▶ _ABOUT THIS TASK_
For each line below that includes the word "just", make a copy.

=== EXERCISE DATA ===

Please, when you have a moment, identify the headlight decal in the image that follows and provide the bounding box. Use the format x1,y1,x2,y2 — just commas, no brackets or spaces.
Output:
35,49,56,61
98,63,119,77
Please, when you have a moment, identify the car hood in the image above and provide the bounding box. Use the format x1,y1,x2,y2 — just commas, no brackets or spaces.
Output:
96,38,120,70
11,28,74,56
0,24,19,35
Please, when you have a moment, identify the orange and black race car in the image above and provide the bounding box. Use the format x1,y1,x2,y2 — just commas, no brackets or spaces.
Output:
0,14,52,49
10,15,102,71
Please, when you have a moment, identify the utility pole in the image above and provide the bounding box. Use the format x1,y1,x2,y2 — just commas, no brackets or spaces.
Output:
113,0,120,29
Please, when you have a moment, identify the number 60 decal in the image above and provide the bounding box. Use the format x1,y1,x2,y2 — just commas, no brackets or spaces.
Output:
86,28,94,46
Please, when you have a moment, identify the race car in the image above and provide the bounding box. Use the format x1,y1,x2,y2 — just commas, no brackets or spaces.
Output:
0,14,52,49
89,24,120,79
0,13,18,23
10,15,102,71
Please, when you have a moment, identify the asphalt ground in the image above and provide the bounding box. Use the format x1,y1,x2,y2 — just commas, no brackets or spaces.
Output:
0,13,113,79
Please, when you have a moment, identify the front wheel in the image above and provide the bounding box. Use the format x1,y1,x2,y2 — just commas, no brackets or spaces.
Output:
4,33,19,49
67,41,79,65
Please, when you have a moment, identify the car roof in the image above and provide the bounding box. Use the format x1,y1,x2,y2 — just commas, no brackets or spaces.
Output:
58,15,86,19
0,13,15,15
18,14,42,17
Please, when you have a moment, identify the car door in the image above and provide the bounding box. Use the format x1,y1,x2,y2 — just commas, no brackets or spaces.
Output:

===

▶ _TASK RESPONSE_
Please, when you have a moment, identify the headlight decal in the image that follows and provide the bounding box. Use the format x1,y1,x2,y2 — just commas, no brackets or spaces.
Please, when you have a moment, identify the car hood in the image above and provide the bounding box. Use the format x1,y1,x2,y2 — just commas, no brackets or spaces.
Please, when you have a moment, identify the orange and black race car in the image above and provide the bounding box. Use the format x1,y1,x2,y2 — just commas, no brackets or spaces.
Please, when you have a moment, identify the utility pole in the image above and provide the bounding box. Use the format x1,y1,x2,y2 — just commas, no brackets or spaces.
Please, when you have a moment, identify the number 60 decal in the image above and provide the bounding box. Use the format x1,y1,x2,y2 — just commas, no brackets or spaces.
Please, when you have a moment, identify the race car in the image above and provide the bounding box. Use the format x1,y1,x2,y2 — just commas, no brackets or spaces.
Please, when you have a moment, identify the asphalt ground in the image above and provide the bounding box. Use the format x1,y1,x2,y2 — just commas, no brackets or spaces.
Please, when you have a moment, identify the front wheel in the image above and provide the bounding box. Use the format x1,y1,x2,y2 — just commas, no brackets or spaces.
Please, when you have a moment, identify the car roof in the image above and provide the bounding box. Use the format x1,y1,x2,y2 — just commas, no brackets or spaces.
Please, when you have a moment, identify the car door in the image above and provide the bounding box. Use the format x1,y1,x2,y2 — just commas, no brackets or spaces.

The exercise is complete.